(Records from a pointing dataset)

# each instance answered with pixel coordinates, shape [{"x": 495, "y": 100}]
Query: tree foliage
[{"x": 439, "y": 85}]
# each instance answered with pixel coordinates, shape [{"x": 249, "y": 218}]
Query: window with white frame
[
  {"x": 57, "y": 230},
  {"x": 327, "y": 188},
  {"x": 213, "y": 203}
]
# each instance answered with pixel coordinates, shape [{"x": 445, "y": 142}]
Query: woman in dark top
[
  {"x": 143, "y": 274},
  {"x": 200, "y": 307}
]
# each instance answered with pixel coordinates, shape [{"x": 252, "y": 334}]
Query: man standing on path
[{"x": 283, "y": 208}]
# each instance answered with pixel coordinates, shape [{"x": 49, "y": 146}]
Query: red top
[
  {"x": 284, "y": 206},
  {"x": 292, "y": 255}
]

> [What to produce] Copy out every line of the listing above that contains the string "Query". Reproduce each one unchanged.

> [Complete output]
Query: tree foliage
Query: window with white frame
Query: woman in dark top
Query: man standing on path
Query: red top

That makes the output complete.